***** Dataset records
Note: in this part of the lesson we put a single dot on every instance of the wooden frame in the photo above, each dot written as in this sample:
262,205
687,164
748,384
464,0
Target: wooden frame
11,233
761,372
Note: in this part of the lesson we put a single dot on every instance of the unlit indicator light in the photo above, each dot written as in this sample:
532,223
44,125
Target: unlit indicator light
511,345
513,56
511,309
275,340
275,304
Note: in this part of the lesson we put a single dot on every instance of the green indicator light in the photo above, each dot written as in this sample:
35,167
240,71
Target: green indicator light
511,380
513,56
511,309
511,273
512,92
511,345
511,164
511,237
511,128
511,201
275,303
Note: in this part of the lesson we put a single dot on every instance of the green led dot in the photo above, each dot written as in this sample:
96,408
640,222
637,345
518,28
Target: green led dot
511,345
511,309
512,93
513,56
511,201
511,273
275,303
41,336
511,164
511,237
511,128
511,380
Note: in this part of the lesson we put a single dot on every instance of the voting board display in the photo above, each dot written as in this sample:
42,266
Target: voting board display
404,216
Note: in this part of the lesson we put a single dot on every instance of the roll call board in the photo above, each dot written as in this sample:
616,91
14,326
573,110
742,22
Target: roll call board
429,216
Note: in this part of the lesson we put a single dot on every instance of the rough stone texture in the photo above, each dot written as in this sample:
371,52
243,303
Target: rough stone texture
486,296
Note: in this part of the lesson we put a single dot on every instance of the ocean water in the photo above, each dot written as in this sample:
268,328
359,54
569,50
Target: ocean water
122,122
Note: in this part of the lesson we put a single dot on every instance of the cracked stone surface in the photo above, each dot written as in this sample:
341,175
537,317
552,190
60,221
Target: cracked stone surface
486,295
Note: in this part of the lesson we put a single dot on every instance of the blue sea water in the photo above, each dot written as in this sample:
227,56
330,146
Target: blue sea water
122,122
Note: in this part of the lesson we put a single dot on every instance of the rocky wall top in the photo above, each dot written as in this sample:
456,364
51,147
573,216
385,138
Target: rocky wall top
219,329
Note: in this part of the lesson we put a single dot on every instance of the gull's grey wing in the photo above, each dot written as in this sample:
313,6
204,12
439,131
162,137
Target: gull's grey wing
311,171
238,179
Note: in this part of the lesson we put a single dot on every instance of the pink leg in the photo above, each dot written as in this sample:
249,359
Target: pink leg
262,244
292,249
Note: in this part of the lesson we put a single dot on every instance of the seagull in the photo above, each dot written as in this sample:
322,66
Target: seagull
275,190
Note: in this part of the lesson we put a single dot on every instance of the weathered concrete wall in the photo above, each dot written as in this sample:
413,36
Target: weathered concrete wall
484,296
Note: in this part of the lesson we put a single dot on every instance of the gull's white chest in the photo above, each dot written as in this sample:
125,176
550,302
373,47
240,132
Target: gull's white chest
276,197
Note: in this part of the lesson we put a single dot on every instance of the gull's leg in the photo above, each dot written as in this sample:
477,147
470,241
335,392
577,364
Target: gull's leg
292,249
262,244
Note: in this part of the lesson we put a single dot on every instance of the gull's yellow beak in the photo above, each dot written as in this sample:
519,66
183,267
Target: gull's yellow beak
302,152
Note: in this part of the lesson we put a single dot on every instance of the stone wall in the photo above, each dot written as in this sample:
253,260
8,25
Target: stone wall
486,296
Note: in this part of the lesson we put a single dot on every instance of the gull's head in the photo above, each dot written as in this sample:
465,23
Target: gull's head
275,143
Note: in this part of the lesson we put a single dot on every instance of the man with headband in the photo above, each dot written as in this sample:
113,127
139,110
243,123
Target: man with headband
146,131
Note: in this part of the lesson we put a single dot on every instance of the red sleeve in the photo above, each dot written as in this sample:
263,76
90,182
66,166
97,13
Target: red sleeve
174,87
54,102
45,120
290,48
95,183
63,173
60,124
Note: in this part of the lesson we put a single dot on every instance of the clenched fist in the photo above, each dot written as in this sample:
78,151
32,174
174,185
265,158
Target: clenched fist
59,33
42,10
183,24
**********
> [Instructions for the task]:
Print out the whole listing exactly as it appears.

> [Task result]:
Note: in this part of the lesson we put a single dot on every instance of the wooden frame in the photo above, each dot written as in this sample:
262,205
687,164
748,384
464,0
Target: wooden frame
11,233
761,372
Note: in this part of the lesson we put a single dot on every instance of the unlit indicator light in the photo above, each dot written as in this sample:
532,223
44,125
Target: unlit indicator light
511,345
513,56
511,309
275,340
275,304
Note: in this part of the lesson we put a single dot on every instance of the green indicator light in the photo above, each dot written as in this sample:
35,167
240,71
Target: green indicator light
511,380
513,56
511,309
511,273
512,92
511,345
511,164
511,237
511,128
511,201
275,303
Note: in this part of the lesson we put a single dot on every instance of the green led dot in the photo above, each dot written as in this sample:
96,408
640,222
637,345
518,28
Target: green led dot
511,345
511,309
512,93
513,56
511,201
511,273
275,303
41,336
511,164
511,237
511,128
511,380
Note: in this part of the lesson we put a single dot on every instance of the voting board display in the photo above, each dot written as in this sample:
42,266
Target: voting board display
404,216
Note: in this part of the lesson we put a single dot on every instance of the roll call board in the photo above, each dot written as in this sample:
616,91
14,326
573,110
742,22
Target: roll call board
429,216
Note: in this part of the lesson we put a single dot on every instance of the rough stone texture in the photo above, each dot written as in this sample:
371,52
243,303
Target: rough stone texture
486,296
Note: in this part of the lesson we put a single dot on every instance of the ocean water in the photo above, each dot written as in this sample:
268,328
359,54
569,50
Target: ocean water
122,122
Note: in this part of the lesson we put a single dot on every instance of the cracked stone surface in the photo above, each dot written as in this sample:
341,175
537,317
552,190
60,221
Target: cracked stone surface
486,295
Note: in this part of the lesson we put a single dot on every instance of the blue sea water in the photo above, each dot written as in this sample:
227,56
330,146
Target: blue sea water
122,122
Note: in this part of the lesson we put a single dot on every instance of the rocky wall top in the photo above, each dot written as in this sample:
456,364
51,147
573,216
385,138
Target: rocky wall top
219,329
Note: in this part of the lesson we put a single dot on every instance of the gull's grey wing in the photo above, each dot written as in this sample:
313,6
204,12
439,131
162,137
Target: gull's grey wing
311,171
238,179
Note: in this part of the lesson we put a single dot on every instance of the pink leg in the photo above, each dot written as in this sample:
249,359
Target: pink leg
262,244
292,249
Note: in this part of the lesson we put a single dot on every instance of the seagull in the photo above, each dot written as in this sample:
322,66
Target: seagull
275,190
Note: in this part of the lesson we put a single dot on every instance of the weathered concrete wall in the photo above, each dot written as in this sample:
413,36
Target: weathered concrete wall
484,296
Note: in this part of the lesson we put a single dot on every instance of the gull's white chest in the photo above, each dot written as in this sample:
125,176
550,302
373,47
240,132
Target: gull's white chest
276,197
Note: in this part of the lesson we put a single dot on every instance of the gull's leg in the photo above, each dot written as in this sample:
477,147
470,241
335,392
577,364
Target: gull's leg
292,249
262,244
Note: in this part of the lesson we put a single dot on every instance of the gull's yellow beak in the photo above, each dot written as in this sample:
519,66
183,267
Target: gull's yellow beak
302,152
Note: in this part of the lesson we put a single dot on every instance of the stone wall in the photo above, each dot written as in this sample:
253,260
8,25
Target: stone wall
486,296
Note: in this part of the lesson we put a single dot on every instance of the gull's head in the photo above, each dot written as in this sample:
465,23
Target: gull's head
275,143
Note: in this part of the lesson we put a single dot on every instance of the man with headband in the photo above, each dot written as in this sample:
113,127
139,110
243,123
Target: man with headband
146,131
Note: in this part of the lesson we put a single dot on every instance of the red sleeve in the photo above, each dot written as in this sample:
263,76
90,182
66,166
97,13
Target: red sleeve
174,87
54,102
45,120
290,48
95,183
63,173
60,124
Note: in this part of the lesson we put a single dot on every instance of the clenched fist in the photo above, each dot written as in this sample:
78,151
32,174
174,185
265,158
Target: clenched fist
59,33
42,10
183,24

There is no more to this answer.